• COMPLETE THE FOLLOWING:
a – Answer these about the piece on a husband's heart surgery and cough:
(i) What book is the Sarah Ban Breathnach quote from?
(ii) Who made the pillows given to heart patients to hug when they cough?
(iii) After the first surgery, about how much longer did the hospital stay become?
b – Pick up the piece on a husband's heart surgery and cough right after its last sentence, and carry it on in the same voice.

• PAGE EXCERPT:
=== Section Start ===

‘Bout to Get Uncomfortable
When my husband and I first began our relationship and marriage, we talked every now and then about God. We were both believers, but I never felt as if his faith was very strong. He said all the right things, but I wasn’t completely convinced.
I can certainly identify with wavering faith. There have been times in my life when I wasn’t sure God existed, and if He did, why wasn’t he doing the things I was praying for him to do?
Sarah Ban Breathnach says in her book, Simple Abundance, “Want to make God laugh? Tell Him YOUR plans.”
I don’t remember when or what happened for me to decide that God was real. I do know that ever since my husband’s Ascending Aortic Aneurysm, neither of us questions much anymore, including each other’s faith.
Once he made it through that initial surgery, which you can read about here, we were so excited that he’d be going home in just a few days. Then we realized that his insides hadn’t woken up with the rest of him, and it became almost four more weeks of an extended hospital stay while the medical staff worked to figure out what was wrong.
It was great news that he got to move out of the ICU and into the cardiac care rooms. But things happened there that almost had me convinced he wouldn’t be coming home ever.
He developed a cough that he couldn’t shake. As a patient who had recently been split open eight inches down his chest, he was given a pillow that volunteers made specifically for heart patients to hug when they cough. He used it frequently.
One day, as I was sitting in his room visiting with him, he began to cough. He squeezed the little pillow to his chest and coughed and coughed until he passed out! Then his body began shaking like he was having a seizure. I quickly ran into the hall and hollered for a nurse, who just sat there looking at me. I yelled, “He’s having a seizure!” She quickly followed me to his room, and his body was already shaking less than before.
This happened frequently enough that the staff began keeping closer tabs on him. But the coughing just got worse.
I remember so many of my conversations with God at that time, where I was absolutely incredulous that He would bring him through his Triple A, only for him to die because of a cough.
Time to come clean
I don’t think I had admitted to anyone yet that I was beginning to think he’d never come home when our oldest daughter called me. I was driving home from visiting him, and she told me that her brother had been talking to his dad on the phone when he started coughing, saying things that didn’t make sense, and then it sounded like he had dropped the phone.
I started crying, which caused her to cry, and I admitted that I didn’t think he was going to make it through this cough, combined with whatever was going on with his insides not waking up. We agreed to pray and pray.
Eventually, his cough got better, thankfully. But not before it had gotten much worse.
The important part
He told me about a time when I hadn’t been at the hospital, and he must’ve started to cough and passed out. He said he felt his body rising up off the bed, and everything around him was blindingly white. Then it was like the sky started to clear, and it was a beautiful blue.

=== Section End ===

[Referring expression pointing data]
=== Section Start ===

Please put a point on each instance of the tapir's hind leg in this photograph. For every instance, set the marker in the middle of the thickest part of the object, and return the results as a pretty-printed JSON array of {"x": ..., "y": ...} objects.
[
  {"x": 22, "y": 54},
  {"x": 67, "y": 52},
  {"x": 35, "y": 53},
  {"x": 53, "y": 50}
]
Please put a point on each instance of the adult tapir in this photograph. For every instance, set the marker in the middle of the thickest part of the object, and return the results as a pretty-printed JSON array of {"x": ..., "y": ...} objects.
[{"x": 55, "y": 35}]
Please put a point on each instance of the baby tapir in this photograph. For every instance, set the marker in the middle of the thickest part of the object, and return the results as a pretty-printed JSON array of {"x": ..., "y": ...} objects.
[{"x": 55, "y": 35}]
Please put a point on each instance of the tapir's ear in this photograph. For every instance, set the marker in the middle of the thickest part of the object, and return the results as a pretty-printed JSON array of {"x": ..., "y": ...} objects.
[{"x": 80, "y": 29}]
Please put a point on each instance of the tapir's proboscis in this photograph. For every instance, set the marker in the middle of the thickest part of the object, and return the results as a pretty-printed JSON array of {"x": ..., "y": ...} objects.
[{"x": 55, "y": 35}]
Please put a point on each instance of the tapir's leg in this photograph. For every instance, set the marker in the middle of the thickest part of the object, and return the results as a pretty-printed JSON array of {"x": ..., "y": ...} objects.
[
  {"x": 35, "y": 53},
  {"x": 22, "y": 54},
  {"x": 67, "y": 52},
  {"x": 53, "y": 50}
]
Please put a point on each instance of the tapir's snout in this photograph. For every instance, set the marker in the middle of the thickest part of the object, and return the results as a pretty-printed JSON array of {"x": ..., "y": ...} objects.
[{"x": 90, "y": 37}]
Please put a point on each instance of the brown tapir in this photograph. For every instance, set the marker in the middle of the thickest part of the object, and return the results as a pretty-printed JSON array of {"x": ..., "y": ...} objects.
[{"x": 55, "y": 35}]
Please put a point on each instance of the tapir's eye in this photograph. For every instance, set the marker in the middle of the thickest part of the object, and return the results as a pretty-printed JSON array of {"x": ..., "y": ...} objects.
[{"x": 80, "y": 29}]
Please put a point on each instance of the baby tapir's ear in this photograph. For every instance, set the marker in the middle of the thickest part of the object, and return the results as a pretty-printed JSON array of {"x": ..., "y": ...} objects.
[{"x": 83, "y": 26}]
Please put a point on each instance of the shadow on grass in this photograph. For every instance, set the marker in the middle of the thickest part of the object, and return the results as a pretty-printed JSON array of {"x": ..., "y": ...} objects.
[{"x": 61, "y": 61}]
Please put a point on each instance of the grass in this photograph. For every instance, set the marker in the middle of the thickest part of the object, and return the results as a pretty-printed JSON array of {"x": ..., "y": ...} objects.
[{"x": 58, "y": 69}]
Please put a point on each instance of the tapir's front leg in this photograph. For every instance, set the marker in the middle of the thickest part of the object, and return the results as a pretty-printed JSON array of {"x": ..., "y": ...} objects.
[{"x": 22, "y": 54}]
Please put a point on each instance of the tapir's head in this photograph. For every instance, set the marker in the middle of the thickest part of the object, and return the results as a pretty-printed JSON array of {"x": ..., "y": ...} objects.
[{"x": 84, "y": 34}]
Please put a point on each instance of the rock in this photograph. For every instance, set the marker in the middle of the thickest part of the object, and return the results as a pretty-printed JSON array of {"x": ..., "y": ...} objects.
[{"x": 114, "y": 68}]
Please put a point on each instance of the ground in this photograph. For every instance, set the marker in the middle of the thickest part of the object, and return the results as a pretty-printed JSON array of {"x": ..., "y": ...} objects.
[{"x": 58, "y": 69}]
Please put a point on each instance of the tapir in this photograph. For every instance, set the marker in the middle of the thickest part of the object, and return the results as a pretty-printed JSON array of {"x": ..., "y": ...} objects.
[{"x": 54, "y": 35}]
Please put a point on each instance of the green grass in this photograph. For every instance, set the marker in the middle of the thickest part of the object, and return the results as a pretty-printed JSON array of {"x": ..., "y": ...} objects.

=== Section End ===

• ANSWERS GIVEN:
a –
(i) Simple Abundance
(ii) Volunteers
(iii) Almost four more weeks

b –
He turned and looked down, and realizing how high up he was, he started flailing his arms around, but felt God - and he instinctively knew it was God - pinning his arms to his sides to keep him from struggling. He calmed and was gently lowered back down to the bed. He also knew that his body was being worked on while he was experiencing this. After this experience, his cough got better.
Later, he came home and one day saw our minister eating lunch in the city park. He joined him, and at one point, he admitted what had happened because of his cough. Our minister asked if he would be willing to give his testimony during a church service, but my husband told him he didn’t think he would be comfortable doing that.
A few weeks after that conversation, he began waking up at the same time each night. Every single time he woke up, he was thinking about the offer to tell his story in church.
He finally admitted to me that he didn’t think God was going to let him sleep through the night again until he agreed to speak and talk about his experience.
As scared as he was to get up in front of a packed house during our church service, he knew he had to do it. It was amazing, and he had so many people come to him with their own stories because of it.
Moral of the story is…
I no longer question his faith.
My own faith has grown a thousand times stronger since living through all of this, and especially while following my authentic journey. People have questioned my sanity. How could I possibly leave a steady job with a decent income as a teacher to follow some crazy dream of being a writer?
I have a great daily devotional book called A Little Me Time with God, and a recent prayer I read really hit home:
Good God, I trust you to guide me into your goodness, even though I don’t know how things will turn out. Settle my heart with your peace and help me to take each step you reveal to me.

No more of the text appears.